**Set problem 1**
According to the notebook excerpt on loading the Multi30k data, why is the German source sentence no longer reversed?
**Set problem 2**
Extend the notebook excerpt on loading the Multi30k data, beginning after its final heading about checking that the data loaded correctly.
____ Page excerpt
Previously we reversed the source `(German)` sentence, however in the paper we are implementing they don't do this, so neither will we.

In [4]:
def tokenize_de(sent):
  return [tok.text for tok in spacy_de.tokenizer(sent)]

def tokenize_en(sent):
  return [tok.text for tok in spacy_en.tokenizer(sent)]

### Creating `Fields` that process data.

In [5]:
SRC = data.Field(
    tokenize = tokenize_de,
    lower= True,
    init_token = "<sos>",
     eos_token = "<eos>"
)
TRG = data.Field(
    tokenize = tokenize_en,
    lower= True,
    init_token = "<sos>",
     eos_token = "<eos>"
)

### Loading the `Multi30k` Dataset

Just like from the previous notebook: `exts` specifies which languages to use as the source and target **(source goes first)** and fields specifies which field to use for the source and target.

In [6]:
train_data, valid_data, test_data = datasets.Multi30k.splits(
    exts=('.de', '.en'),
    fields = (SRC, TRG)
)

downloading training.tar.gz


training.tar.gz: 100%|██████████| 1.21M/1.21M [00:00<00:00, 1.82MB/s]


downloading validation.tar.gz


validation.tar.gz: 100%|██████████| 46.3k/46.3k [00:00<00:00, 279kB/s]


downloading mmt_task1_test2016.tar.gz


mmt_task1_test2016.tar.gz: 100%|██████████| 66.2k/66.2k [00:00<00:00, 266kB/s]


### Checking if we have loaded the data corectly.
________
____ Data listing
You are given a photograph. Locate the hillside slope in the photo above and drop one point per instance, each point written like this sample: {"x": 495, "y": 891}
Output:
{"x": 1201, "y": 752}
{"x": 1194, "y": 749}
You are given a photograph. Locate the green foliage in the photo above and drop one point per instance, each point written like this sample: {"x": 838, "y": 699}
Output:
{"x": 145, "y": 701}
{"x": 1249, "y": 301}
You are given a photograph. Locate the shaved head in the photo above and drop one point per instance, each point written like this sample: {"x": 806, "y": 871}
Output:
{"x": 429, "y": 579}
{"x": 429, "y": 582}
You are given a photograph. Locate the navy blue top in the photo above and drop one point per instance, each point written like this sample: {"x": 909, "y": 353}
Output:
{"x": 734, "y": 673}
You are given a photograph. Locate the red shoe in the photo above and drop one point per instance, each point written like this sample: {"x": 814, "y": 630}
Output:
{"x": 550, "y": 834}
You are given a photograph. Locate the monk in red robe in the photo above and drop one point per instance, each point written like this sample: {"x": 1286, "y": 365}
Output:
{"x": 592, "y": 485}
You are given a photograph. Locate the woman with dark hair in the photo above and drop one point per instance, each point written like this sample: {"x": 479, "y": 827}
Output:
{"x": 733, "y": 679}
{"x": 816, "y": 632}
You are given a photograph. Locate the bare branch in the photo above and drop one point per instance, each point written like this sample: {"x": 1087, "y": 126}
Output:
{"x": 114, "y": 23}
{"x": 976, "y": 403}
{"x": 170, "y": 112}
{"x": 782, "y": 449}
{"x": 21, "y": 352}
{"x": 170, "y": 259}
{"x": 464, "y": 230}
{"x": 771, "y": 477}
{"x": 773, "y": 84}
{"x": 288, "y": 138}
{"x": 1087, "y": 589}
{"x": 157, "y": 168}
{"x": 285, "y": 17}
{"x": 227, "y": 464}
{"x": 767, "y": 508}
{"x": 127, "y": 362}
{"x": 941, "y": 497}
________
**Result 1**
The paper being implemented doesn't reverse it.

**Result 2**
In [7]:
from prettytable import PrettyTable
def tabulate(column_names, data):
  table = PrettyTable(column_names)
  table.title= "VISUALIZING SETS EXAMPLES"
  table.align[column_names[0]] = 'l'
  table.align[column_names[1]] = 'r'
  for row in data:
    table.add_row(row)
  print(table)

column_names = ["SUBSET", "EXAMPLE(s)"]
row_data = [
        ["training", len(train_data)],
        ['validation', len(valid_data)],
        ['test', len(test_data)]
]
tabulate(column_names, row_data)

+-----------------------------+
|  VISUALIZING SETS EXAMPLES  |
+--------------+--------------+
| SUBSET       |   EXAMPLE(s) |
+--------------+--------------+
| training     |        29000 |
| validation   |         1014 |
| test         |         1000 |
+--------------+--------------+


### Checking a single example, of the `SRC` and the `TRG`.

In [8]:
print(vars(train_data.examples[0]))

{'src': ['zwei', 'junge', 'weiße', 'männer', 'sind', 'im', 'freien', 'in', 'der', 'nähe', 'vieler', 'büsche', '.'], 'trg': ['two', 'young', ',', 'white', 'males', 'are', 'outside', 'near', 'many', 'bushes', '.']}


### Building the vocabulary.
Just like from the previous notebook all the tokens that apears less than 2, are automatically converted to unknown token `<unk>`.

In [9]:
SRC.build_vocab(train_data, min_freq=2)
TRG.build_vocab(train_data, min_freq=2)

### Device.

In [10]:
device = torch.device('cuda' if torch.cuda.is_available() else 'cpu')
device

device(type='cuda')

### Creating Iterators.
Just like from the previous notebook we are going to use the `BucketIterator` to create the train, validation and test sets.

In [11]:
BATCH_SIZE = 128
train_iterator, valid_iterator, test_iterator = data.BucketIterator.splits(
    (train_data, valid_data, test_data),
    device = device,
    batch_size = BATCH_SIZE
)

### Encoder Model.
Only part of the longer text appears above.